#### [WORK ORDER]
Exactly the lines from the one with "[point] every instance of the race" to the end of the listing must be repeated, both ends included, with nothing added.

#### [ENTRIES SUPPLIED]
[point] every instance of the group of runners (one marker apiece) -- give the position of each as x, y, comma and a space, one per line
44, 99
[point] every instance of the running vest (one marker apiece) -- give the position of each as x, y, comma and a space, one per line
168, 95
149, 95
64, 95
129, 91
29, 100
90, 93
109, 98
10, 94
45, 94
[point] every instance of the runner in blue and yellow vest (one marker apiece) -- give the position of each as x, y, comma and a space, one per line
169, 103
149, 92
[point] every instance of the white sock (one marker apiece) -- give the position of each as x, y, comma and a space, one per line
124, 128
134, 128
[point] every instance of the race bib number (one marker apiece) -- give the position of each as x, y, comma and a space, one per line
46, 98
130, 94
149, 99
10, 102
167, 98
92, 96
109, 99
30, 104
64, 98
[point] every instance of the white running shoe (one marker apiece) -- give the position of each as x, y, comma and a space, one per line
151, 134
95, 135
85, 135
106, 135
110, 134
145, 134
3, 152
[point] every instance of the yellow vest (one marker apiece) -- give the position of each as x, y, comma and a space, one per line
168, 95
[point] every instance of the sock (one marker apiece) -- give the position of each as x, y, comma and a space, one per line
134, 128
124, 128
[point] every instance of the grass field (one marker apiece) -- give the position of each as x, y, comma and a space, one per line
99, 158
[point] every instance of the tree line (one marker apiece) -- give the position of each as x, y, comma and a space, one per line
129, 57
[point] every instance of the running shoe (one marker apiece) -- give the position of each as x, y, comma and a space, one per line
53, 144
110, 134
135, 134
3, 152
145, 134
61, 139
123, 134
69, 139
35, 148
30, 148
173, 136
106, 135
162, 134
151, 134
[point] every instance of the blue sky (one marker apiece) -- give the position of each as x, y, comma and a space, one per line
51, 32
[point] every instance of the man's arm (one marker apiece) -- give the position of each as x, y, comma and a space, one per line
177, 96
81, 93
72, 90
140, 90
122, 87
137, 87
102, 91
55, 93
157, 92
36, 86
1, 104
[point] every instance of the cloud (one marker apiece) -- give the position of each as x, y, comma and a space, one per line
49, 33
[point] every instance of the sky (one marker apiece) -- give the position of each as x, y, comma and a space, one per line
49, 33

#### [RESPONSE]
[point] every instance of the race bib number (one marker apiece) -- give the position of each as x, y, comma and a space, one per line
46, 98
130, 94
149, 99
10, 102
167, 98
92, 96
109, 99
30, 104
64, 98
[point] every instance of the white running shoe (one marker apiece) -- give the position of each as x, y, comma and a space, one per line
151, 134
95, 135
85, 135
106, 135
110, 134
145, 134
3, 152
[point] every instance of the yellow vest (one marker apiece) -- give the position of each as x, y, comma and a space, one per line
168, 95
[point] every instance of the sock (one marker apiece) -- give the position of each as x, y, comma and a space, one per line
134, 128
124, 128
[point] every instance of the grass field (one marker apiece) -- give the position of each as x, y, comma and a space, one per line
99, 158
[point] every instance of the tree line (one marker apiece) -- give the position of each as x, y, comma and a space, one per line
129, 57
[point] every instance of the running shoe (one marker apiece) -- give the position of each as x, y, comma and a space, one per line
53, 144
110, 134
135, 134
3, 152
145, 134
61, 139
123, 134
69, 139
35, 148
30, 148
173, 136
106, 135
162, 134
151, 134
[point] every instance of the blue sky (one marker apiece) -- give the position of each as x, y, comma and a space, one per line
51, 32
[point] every instance of the man's arm (one marker apiece) -- give the position of each as x, y, comma and a space, one per line
177, 96
81, 93
72, 90
140, 90
122, 87
137, 87
102, 91
55, 93
157, 92
36, 86
1, 104
[point] every instance of the cloud (one marker apiece) -- give the position of each as x, y, comma and a space, one per line
49, 33
[point] every instance of the sky (one marker apiece) -- give the position of each as x, y, comma and a space, one per line
49, 33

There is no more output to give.